DEFOE'S JOURNAL OF THE PLAGUE YEAR PT 7


PART 7 In which the narrator looks at the disastrous effect of the plague on business and at how as soon as infection began to slacken people cast off their fear & began to associate again.

Our merchants were at full stop. Their merchandise would not be touched abroad for the bad news was gone over the whole world that London was infected with the plague & it was no purpose to endeavour to make people abroad think it better than it was.

Indeed rumour was infinitely greater & our friends abroad heard there died 20,000 in a week & that dead bodies lay unburied in heaps & they could not believe us when we wrote them there was 500,000 that lived & not above one 10th of people dead.

Master workmen, clothiers & others, to the uttermost of their stocks & strength, kept on making their goods to keep the poor at work, believing that as soon as the sickness should abate they would have a quick demand, though none but those that were rich could do this.

In September the bill of mortality decreased almost 2,000 & in a few weeks more the decrease went on. The distemper was as catching as ever but my friend Dr Heath told me that he was sure that the violence would assuage in a few days.

_EXTRACTED ENTRIES_
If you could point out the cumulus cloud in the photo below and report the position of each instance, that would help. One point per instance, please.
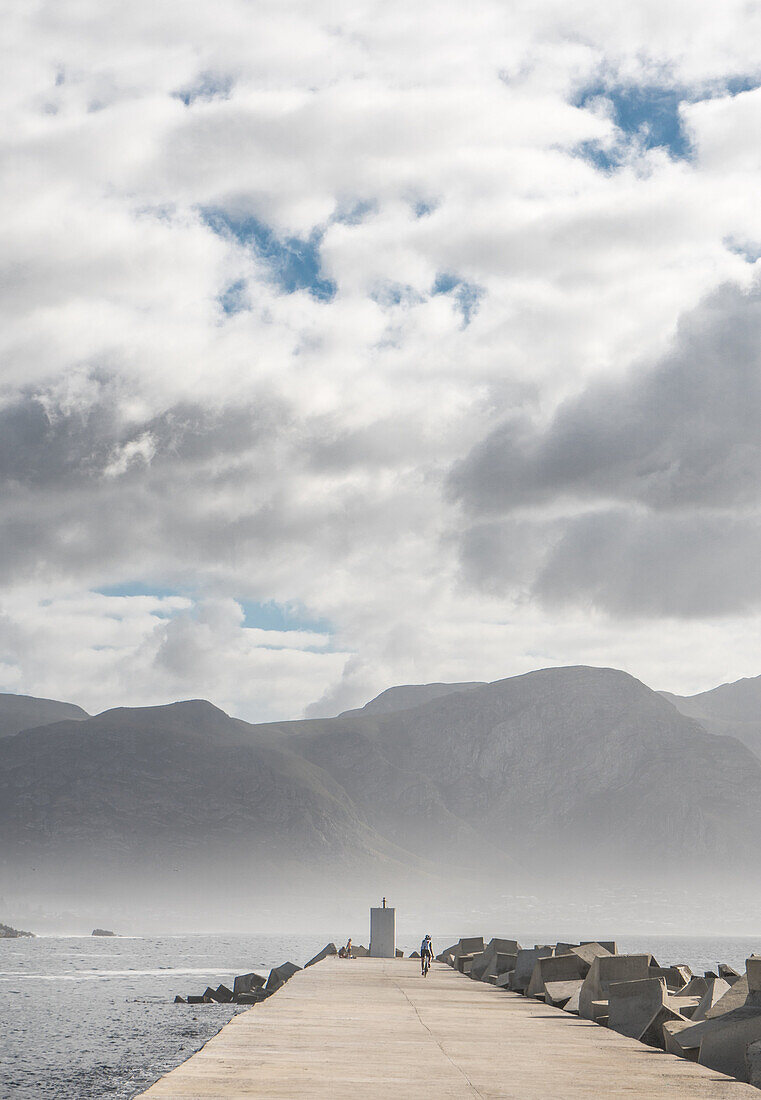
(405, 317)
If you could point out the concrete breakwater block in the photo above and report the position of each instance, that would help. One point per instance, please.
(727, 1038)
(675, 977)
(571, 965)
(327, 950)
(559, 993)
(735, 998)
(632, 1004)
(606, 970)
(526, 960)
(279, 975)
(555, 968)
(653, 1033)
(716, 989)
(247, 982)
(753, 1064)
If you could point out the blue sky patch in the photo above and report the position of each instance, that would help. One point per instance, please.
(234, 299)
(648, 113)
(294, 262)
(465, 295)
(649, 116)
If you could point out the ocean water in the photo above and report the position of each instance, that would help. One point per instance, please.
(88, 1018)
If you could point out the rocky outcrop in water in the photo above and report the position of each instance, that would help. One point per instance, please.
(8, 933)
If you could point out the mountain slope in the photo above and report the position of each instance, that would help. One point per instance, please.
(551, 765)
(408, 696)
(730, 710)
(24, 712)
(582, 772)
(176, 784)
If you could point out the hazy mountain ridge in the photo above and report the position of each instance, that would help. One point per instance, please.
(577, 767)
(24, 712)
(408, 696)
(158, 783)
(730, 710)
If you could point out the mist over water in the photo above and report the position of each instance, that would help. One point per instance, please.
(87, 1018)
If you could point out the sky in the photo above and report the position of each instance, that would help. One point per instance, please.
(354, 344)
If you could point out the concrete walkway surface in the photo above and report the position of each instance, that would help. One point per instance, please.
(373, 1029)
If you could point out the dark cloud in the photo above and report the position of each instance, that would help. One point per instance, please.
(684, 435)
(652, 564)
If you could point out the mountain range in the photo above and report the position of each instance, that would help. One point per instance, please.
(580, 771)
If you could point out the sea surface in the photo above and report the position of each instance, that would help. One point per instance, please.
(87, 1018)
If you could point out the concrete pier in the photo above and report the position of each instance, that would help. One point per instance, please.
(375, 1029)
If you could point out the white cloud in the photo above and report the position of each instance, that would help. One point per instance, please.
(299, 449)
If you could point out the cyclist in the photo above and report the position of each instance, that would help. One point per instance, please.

_EXERCISE_
Continue the account of the plague year in London from the point where it stops. The records have no connection to the text.

_ANSWER SPACE_
This notion ran like lightning through the city & the people gave up all their cautions & care. The physicians opposed this thoughtless humour, advising people to continue reserved terrifying them with the danger of bringing a more fatal relapse to the city.

But the audacious creatures would not be persuaded. They opened shops , went about streets, did business & conversed with anybody. This imprudent rash conduct cost a great many their lives who had previously shut themselves up & been preserved.

In the country the people were so tired with being so long from London that they flocked to town without fear or forecast as if all had been well. The consequence was that the bills increased again, 400 the first week in November, most of them new-comers too.

The people of London thought themselves so plague-free now that they were past all admonitions. They seemed to depend on it that the air was restored like a man that had had the smallpox, not capable of being infected again.

 But God’s mercy was greater than we had reason to expect. As the winter weather came on apace & the air was clear & cold & most of those that fell sick recovered, the health of the city began at last to return.